◆ **SOURCE MATERIAL**:
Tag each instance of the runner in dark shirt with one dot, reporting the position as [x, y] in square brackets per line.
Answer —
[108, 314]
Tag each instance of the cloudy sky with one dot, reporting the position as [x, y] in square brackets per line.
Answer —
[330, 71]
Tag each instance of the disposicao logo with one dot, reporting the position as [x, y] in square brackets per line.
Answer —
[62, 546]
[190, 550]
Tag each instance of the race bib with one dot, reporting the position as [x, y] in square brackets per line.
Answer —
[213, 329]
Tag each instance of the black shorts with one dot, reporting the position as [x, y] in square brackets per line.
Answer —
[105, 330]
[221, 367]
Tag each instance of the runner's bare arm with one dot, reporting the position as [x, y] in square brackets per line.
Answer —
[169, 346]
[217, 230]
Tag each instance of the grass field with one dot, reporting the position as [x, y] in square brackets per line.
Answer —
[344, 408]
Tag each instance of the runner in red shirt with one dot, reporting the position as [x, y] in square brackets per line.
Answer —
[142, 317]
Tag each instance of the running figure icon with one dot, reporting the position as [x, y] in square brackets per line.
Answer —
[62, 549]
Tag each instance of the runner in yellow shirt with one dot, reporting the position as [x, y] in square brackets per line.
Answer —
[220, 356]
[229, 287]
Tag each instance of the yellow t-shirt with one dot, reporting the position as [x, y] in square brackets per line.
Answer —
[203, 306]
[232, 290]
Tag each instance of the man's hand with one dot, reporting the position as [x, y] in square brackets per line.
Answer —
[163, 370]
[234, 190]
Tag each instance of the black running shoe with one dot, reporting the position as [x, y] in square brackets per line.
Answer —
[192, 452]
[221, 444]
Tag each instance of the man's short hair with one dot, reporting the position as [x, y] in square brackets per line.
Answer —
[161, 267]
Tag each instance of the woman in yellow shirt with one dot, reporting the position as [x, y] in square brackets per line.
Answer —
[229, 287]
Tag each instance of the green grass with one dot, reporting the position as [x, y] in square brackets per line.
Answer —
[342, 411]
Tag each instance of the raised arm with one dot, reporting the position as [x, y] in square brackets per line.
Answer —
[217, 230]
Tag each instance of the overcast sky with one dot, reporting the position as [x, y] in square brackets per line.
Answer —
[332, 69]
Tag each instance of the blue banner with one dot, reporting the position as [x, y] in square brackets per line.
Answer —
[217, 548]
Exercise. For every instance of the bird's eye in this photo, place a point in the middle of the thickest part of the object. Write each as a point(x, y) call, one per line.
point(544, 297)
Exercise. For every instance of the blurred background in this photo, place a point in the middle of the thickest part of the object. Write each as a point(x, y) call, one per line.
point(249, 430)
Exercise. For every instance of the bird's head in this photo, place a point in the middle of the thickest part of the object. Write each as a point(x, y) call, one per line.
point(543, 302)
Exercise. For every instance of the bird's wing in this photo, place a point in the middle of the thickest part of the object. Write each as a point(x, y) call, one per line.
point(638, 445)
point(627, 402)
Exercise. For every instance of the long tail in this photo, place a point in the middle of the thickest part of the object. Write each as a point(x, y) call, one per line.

◆ **TASK TO CARRY OUT**:
Write out the material again from the line with "Exercise. For every instance of the bird's head" through the end, swapping "thickest" for "widest" everywhere and leaving everything else unchanged.

◆ **FINAL ANSWER**:
Exercise. For every instance of the bird's head in this photo, place a point in the middle of the widest part of the object. Write each as a point(x, y) call, one per line.
point(543, 302)
Exercise. For every instance of the bird's wing in this photo, place a point in the middle of the widest part of the object. Write each as a point(x, y) call, one per line.
point(638, 445)
point(627, 402)
Exercise. For every instance of the long tail in this photo, place a point in the middle of the widest part of the object. Write each as a point(x, y) call, one per line.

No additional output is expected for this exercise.